**** THE RECORDS

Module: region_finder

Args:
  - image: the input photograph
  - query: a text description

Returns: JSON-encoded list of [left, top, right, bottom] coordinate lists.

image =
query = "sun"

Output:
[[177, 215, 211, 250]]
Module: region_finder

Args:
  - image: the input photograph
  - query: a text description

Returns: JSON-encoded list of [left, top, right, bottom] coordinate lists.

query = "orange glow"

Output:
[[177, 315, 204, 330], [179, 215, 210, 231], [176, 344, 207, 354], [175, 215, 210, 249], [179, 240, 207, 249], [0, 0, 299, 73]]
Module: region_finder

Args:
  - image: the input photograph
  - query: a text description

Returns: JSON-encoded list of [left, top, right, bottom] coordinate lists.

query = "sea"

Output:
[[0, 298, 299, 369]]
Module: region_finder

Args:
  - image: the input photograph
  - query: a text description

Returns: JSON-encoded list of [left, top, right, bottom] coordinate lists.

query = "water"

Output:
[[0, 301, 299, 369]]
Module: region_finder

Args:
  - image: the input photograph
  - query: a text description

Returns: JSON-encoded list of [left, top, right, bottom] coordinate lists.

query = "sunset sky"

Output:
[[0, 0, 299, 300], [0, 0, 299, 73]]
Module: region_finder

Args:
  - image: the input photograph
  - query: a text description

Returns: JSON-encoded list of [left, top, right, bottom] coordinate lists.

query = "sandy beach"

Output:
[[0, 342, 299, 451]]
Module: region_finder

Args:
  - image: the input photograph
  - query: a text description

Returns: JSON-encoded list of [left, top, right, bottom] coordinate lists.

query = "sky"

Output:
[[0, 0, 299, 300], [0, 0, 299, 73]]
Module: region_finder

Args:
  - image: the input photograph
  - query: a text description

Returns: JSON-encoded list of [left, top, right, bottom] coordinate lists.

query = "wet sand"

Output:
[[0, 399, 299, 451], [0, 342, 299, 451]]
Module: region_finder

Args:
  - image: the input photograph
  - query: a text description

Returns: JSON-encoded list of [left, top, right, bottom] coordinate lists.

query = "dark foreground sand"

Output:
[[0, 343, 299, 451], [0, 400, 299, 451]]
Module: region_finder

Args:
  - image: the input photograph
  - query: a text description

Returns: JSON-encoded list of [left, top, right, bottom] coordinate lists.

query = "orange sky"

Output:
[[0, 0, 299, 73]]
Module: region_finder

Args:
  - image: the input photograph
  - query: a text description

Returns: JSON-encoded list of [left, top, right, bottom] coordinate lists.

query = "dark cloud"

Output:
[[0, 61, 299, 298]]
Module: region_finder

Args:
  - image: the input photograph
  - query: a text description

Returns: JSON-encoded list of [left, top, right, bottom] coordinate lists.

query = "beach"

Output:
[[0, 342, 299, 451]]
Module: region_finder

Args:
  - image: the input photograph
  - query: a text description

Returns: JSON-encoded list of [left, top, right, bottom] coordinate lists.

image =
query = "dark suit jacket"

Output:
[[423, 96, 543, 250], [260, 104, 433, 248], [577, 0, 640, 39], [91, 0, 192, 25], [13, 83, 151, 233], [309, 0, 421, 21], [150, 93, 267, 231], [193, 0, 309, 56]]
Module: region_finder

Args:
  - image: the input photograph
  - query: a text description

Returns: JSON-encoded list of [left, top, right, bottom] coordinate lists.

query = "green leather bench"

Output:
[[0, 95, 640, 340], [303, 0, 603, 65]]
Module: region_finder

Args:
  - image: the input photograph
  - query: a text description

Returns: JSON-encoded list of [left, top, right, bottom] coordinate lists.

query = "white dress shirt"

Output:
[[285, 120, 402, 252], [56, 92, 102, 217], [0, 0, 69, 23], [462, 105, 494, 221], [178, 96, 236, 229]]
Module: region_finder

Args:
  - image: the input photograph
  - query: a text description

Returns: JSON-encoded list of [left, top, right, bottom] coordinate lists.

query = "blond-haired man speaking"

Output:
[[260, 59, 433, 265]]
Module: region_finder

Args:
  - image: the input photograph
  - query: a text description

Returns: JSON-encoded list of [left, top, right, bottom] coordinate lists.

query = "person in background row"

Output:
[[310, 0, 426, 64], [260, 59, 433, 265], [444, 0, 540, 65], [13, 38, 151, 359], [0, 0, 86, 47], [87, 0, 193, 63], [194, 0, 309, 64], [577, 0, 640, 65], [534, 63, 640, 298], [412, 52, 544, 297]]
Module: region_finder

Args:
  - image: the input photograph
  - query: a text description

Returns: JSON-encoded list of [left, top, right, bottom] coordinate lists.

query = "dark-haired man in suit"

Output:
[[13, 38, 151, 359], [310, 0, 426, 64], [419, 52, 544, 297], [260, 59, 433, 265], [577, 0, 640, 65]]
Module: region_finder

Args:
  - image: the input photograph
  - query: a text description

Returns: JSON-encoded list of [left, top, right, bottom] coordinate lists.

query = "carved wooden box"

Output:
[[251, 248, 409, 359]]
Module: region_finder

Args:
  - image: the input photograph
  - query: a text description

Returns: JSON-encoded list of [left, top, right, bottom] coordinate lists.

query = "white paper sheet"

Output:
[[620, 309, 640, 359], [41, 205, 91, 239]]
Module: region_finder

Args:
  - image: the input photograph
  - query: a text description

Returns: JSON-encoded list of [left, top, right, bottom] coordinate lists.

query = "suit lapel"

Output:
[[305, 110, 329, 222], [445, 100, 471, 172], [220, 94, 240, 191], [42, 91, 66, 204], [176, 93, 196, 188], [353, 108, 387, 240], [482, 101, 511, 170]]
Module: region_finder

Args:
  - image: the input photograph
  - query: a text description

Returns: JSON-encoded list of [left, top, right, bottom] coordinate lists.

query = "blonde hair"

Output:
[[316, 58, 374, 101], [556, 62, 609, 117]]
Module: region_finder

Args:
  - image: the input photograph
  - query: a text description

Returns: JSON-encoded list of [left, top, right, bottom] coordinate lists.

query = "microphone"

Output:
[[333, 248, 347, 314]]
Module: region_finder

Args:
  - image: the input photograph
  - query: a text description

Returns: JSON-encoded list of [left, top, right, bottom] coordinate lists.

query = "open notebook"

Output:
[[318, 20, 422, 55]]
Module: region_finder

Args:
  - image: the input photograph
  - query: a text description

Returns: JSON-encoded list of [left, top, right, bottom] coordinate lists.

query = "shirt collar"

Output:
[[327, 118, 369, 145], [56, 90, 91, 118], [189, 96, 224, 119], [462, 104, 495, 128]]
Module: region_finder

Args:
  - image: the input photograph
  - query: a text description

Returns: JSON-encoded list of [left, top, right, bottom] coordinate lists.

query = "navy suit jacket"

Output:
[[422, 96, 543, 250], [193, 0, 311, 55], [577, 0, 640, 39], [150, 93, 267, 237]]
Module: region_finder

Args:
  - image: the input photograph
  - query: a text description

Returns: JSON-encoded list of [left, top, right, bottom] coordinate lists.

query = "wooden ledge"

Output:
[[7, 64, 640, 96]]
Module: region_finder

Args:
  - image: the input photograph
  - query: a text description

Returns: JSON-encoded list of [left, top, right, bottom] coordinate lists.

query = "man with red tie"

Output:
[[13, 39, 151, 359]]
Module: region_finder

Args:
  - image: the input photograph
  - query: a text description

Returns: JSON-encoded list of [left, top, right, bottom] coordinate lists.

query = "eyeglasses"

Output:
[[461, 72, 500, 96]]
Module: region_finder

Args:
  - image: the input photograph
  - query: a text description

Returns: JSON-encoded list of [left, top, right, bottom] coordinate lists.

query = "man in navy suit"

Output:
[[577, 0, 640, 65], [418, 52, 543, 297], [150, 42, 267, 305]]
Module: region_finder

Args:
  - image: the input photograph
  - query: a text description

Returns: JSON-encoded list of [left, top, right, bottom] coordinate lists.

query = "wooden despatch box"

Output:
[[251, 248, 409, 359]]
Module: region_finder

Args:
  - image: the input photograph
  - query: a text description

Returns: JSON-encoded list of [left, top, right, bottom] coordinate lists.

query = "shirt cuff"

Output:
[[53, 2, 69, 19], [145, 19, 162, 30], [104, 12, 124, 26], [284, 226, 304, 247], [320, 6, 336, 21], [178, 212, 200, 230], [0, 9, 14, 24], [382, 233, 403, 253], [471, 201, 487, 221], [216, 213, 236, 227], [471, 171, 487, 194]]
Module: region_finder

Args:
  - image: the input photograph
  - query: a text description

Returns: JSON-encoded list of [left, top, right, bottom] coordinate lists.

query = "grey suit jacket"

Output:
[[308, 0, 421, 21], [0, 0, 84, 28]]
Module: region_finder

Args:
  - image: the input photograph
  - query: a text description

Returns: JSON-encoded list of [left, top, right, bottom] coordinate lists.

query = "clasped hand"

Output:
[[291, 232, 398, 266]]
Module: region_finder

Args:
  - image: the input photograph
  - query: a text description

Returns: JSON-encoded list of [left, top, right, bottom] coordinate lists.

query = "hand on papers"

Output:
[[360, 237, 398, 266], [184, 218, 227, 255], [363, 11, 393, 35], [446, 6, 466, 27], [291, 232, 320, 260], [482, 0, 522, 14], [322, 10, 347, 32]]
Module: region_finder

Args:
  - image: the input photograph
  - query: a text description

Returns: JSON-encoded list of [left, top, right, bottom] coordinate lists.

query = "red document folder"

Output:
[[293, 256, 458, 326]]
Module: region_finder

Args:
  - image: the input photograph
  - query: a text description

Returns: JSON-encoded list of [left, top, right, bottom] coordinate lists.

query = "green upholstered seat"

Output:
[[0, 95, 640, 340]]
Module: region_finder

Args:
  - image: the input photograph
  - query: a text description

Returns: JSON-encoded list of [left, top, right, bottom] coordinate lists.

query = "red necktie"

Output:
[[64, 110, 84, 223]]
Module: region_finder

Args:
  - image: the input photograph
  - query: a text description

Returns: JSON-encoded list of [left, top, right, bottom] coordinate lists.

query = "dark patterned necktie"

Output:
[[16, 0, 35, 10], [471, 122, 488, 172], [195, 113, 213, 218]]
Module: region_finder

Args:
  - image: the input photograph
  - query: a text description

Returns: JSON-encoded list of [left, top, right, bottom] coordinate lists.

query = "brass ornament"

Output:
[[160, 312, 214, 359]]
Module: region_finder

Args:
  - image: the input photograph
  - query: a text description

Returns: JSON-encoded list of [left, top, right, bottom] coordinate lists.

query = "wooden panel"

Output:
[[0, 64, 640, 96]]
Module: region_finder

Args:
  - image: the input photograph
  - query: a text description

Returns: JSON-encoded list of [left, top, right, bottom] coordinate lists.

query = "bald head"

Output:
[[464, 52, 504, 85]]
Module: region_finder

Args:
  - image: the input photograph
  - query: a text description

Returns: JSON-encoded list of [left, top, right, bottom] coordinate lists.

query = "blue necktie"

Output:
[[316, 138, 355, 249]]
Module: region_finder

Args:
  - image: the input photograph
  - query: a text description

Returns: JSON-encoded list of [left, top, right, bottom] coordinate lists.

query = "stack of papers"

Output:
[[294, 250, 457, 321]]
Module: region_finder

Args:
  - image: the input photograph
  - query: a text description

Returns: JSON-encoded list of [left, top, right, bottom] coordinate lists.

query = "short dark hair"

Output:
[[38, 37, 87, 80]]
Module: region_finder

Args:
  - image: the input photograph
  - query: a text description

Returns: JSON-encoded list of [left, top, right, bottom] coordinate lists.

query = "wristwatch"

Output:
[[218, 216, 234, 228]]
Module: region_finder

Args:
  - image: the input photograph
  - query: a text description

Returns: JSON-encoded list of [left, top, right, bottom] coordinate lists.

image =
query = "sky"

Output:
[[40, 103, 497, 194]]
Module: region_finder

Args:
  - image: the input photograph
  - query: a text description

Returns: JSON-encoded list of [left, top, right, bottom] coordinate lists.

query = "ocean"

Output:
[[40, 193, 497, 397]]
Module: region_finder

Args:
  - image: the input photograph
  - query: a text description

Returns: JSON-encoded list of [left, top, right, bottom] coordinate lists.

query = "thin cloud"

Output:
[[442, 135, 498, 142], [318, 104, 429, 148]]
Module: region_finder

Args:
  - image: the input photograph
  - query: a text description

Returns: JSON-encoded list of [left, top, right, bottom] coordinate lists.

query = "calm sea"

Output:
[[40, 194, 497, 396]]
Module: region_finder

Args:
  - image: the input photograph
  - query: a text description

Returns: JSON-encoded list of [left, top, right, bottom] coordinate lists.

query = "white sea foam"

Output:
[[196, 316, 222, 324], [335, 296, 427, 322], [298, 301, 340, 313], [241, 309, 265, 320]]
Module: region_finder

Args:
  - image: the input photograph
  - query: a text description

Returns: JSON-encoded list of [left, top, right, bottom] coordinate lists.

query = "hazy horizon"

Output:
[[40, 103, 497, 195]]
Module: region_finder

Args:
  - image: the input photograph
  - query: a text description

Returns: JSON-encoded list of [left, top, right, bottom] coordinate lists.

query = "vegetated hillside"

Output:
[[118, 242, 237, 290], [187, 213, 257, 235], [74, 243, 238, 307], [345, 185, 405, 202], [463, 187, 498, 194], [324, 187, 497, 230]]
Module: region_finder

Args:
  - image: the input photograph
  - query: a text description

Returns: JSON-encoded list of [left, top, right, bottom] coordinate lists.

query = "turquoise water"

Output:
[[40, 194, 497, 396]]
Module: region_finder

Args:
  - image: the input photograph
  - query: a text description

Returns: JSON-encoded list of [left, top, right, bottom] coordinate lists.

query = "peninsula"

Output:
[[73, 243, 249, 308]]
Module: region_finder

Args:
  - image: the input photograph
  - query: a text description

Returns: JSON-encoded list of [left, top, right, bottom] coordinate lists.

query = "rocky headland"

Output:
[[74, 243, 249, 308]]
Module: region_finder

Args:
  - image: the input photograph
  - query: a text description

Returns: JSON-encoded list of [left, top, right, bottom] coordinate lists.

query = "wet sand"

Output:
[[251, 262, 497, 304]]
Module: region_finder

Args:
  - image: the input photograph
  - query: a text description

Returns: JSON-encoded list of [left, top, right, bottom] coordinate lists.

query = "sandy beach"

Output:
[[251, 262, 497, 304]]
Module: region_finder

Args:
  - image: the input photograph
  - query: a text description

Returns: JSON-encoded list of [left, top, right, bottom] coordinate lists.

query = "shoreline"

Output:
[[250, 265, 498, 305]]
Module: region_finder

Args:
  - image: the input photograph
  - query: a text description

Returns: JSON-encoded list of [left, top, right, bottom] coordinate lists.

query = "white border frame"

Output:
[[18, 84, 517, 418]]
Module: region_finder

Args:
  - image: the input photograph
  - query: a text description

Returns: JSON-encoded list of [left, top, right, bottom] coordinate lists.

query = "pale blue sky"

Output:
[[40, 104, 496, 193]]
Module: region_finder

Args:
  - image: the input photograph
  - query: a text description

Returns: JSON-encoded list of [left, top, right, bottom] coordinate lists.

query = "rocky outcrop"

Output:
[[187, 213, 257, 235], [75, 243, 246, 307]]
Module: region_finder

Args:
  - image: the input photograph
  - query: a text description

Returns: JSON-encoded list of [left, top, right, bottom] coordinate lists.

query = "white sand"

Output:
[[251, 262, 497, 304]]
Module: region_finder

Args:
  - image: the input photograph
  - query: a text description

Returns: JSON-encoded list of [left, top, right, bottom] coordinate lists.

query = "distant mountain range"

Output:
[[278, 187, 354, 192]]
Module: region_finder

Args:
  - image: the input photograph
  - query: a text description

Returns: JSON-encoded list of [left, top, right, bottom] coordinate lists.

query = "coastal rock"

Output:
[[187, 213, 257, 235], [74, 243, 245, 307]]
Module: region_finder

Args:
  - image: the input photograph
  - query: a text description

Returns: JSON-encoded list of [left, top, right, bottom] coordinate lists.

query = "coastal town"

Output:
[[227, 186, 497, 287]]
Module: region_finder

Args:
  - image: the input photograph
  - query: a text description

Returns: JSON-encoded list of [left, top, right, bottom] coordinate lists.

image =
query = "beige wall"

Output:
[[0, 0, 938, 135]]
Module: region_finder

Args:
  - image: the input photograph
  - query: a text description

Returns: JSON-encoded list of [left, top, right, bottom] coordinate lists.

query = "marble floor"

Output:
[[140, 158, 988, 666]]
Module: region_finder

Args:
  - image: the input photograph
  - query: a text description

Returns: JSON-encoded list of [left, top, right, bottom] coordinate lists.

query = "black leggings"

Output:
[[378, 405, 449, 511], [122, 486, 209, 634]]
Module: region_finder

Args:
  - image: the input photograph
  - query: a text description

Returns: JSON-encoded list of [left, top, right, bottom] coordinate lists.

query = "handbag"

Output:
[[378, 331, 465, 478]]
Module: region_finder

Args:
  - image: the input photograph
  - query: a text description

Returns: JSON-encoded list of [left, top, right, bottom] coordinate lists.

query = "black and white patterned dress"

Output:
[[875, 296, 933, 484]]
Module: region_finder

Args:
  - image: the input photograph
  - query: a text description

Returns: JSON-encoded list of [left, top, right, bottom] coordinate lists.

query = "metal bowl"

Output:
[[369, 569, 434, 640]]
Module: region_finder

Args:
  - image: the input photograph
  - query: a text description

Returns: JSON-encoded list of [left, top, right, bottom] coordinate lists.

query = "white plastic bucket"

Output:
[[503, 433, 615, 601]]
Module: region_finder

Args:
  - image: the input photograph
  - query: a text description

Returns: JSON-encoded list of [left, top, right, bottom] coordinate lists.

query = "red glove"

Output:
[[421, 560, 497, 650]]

********

▶ **PROBLEM TO WORK ON**
Find each line in the records above that contains the string "haired" and copy those lines. The match is case-sensitive.

▶ **REPLY**
query = "blond-haired man speaking"
query = "dark-haired man in suit"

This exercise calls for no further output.